— Jobs —
(a) In the blog post, how was Marine Cpl. Sean P. Kelly killed?
(b) Reproduce a passage of the blog post word for word, beginning at "Cindy you need" and stopping after "I saw this...".

— Selected extract —
Monday, August 15, 2005

Well, she said it.

Two quotes from one of Cindy's daily rants:

George Bush took a 2 hour bike ride on Saturday, and when he got back, he was asked how he could go for a two hour bike ride when he doesn't have time to meet with me, and he said: "I have to go on with my life." (Austin Statesman, August 14) WHAT!!!!!????? He has to get on with his life!!! I am so offended by that statement. Every person, war fan, or not, who has had a child killed in this mistake of an occupation should be highly offended by that remark. Who does he think he is? I wish I could EVER be able to get on with my life. Getting on with my life means a life without my dear, sweet boy. Getting on with my life means learning to live with a pain that is so intense that sometimes I feel like throwing up, or screaming until I pass out from sorrow. I wish a little bike ride could help me get on with my life.
Oh Cindy, you hit the nail on the head, and you didn't even see it.

Cindy you need to GET ON WITH YOUR LIFE. He is gone. Move on. He chose something you despise. Deal with it. He gave his life to save others, respect it.

I am more convinced then ever that her biggest problem is that she cannot face reality.

But then I saw this...
I need to focus on the positive, though, and there is so much. I had so many amazing things happen today. I couldn't walk through Camp Casey or the Crawford Peace House today without hugging people and getting my picture taken. Now I know how Mickey Mouse feels at Disneyland.
And that is interesting too....I guess being the grieving mom has its perks.

Sad.

Maureen Down says referring to Cindy that "The moral authority of parents who bury children killed in Iraq is absolute"

I assume then that on the other side, Lynn Kelly and Linda Ryan, two more grieving moms who also buried children killed in Iraq, have that same Moral Authority.

Lets hear from them then:

I don't agree" with Sheehan's views, said Lynn Kelly...whose son, Marine Cpl. Sean P. Kelly, was killed in a helicopter crash in Iraq in January.

"I wouldn't say, 'Bush, you killed my son.' I don't agree with that," said Kelly.

"I think we had to do something and I believe that ultimately, I was one of the few that had to make the ultimate sacrifice, which isn't fair, in my eyes," she said.

"But I don't believe that Mr. Bush was the one that pulled the trigger," said Kelly.

She said she believes there are other issues she could address with the president, but not the issue of the war.

"I think we needed to be there, something needed to be done," said Kelly

"As far as what is happening now, our country wasn't built in 17 or 18 months, either. It's going to take time. Unfortunately, we got stuck in the middle of all this," she said.

— Listed records —
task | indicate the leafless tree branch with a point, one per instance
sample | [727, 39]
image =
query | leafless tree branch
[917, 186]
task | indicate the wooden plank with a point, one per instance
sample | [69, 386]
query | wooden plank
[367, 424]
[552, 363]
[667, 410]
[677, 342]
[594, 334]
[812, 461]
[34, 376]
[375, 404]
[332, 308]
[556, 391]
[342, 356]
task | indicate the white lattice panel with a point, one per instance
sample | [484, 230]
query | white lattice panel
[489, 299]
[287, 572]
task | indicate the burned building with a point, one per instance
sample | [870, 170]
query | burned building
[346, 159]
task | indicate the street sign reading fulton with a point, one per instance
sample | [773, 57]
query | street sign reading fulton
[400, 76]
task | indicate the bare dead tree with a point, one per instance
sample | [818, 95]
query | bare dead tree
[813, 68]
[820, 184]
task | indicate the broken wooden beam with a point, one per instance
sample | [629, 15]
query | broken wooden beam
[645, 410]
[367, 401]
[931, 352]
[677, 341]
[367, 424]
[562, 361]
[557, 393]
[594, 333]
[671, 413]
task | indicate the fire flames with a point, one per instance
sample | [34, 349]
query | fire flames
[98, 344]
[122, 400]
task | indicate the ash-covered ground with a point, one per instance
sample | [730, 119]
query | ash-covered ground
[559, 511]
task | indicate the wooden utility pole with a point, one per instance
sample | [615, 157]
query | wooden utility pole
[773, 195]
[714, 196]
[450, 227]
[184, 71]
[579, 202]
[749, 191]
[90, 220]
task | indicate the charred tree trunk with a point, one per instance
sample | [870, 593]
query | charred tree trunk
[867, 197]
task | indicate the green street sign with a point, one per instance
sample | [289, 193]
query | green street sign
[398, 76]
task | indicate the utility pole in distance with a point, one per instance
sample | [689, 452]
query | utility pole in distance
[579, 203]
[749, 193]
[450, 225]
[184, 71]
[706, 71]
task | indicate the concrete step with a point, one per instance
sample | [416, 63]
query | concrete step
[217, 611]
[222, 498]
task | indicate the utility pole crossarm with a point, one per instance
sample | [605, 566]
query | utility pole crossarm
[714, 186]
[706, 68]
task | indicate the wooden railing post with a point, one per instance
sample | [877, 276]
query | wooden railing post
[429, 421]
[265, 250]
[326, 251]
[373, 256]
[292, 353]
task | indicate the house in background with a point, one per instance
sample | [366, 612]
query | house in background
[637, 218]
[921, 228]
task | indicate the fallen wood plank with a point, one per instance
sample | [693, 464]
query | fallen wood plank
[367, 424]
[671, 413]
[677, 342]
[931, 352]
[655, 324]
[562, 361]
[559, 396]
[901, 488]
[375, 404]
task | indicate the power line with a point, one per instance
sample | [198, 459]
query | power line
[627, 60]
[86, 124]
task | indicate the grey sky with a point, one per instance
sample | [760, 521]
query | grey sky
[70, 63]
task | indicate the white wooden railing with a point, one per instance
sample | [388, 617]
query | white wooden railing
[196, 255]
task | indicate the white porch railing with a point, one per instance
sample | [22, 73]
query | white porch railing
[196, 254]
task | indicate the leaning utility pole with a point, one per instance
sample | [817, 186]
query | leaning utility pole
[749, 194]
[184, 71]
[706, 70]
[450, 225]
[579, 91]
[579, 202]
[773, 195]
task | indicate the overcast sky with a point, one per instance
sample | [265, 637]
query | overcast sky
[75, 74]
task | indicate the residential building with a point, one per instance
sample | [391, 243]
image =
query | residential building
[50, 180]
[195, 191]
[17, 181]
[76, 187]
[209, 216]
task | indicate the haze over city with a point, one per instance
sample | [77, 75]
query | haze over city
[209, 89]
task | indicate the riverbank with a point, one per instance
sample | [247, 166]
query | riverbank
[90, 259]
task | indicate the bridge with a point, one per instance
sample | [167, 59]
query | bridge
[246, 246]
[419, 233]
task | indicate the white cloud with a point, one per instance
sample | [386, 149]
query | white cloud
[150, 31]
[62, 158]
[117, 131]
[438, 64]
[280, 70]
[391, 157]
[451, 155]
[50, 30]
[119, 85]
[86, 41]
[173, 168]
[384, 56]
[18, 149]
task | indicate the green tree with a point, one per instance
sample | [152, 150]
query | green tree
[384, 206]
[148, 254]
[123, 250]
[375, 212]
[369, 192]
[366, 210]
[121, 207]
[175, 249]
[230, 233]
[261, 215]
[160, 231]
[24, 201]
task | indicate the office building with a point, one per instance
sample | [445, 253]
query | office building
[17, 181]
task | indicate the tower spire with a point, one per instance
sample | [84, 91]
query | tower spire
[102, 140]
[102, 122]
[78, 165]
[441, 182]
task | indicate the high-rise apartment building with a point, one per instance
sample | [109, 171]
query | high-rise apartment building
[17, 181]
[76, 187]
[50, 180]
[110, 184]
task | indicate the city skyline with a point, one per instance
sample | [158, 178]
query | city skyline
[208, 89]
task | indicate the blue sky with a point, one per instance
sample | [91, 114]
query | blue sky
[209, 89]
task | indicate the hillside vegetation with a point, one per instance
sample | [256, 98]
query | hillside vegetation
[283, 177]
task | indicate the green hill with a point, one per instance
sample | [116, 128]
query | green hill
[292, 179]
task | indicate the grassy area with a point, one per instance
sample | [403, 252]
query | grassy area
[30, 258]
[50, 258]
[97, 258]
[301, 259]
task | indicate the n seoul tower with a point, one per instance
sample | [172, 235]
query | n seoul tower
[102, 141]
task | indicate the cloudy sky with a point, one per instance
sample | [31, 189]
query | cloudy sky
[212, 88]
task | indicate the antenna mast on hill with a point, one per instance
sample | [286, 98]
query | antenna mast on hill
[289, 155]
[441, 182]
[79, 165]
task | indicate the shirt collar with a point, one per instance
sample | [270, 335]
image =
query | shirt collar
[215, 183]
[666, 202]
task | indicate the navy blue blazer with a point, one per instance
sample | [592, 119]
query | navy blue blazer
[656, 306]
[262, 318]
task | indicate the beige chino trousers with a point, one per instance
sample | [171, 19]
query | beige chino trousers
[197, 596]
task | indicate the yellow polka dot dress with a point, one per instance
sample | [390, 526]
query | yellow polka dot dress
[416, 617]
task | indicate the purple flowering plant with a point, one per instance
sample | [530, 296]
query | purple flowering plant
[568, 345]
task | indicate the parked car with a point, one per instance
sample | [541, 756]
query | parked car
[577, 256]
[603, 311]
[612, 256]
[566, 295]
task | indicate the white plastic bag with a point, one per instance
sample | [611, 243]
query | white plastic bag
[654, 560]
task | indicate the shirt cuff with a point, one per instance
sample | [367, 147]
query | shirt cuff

— Responses for each task —
(a) He was killed in a helicopter crash in Iraq in January.

(b)
Cindy you need to GET ON WITH YOUR LIFE. He is gone. Move on. He chose something you despise. Deal with it. He gave his life to save others, respect it.

I am more convinced then ever that her biggest problem is that she cannot face reality.

But then I saw this...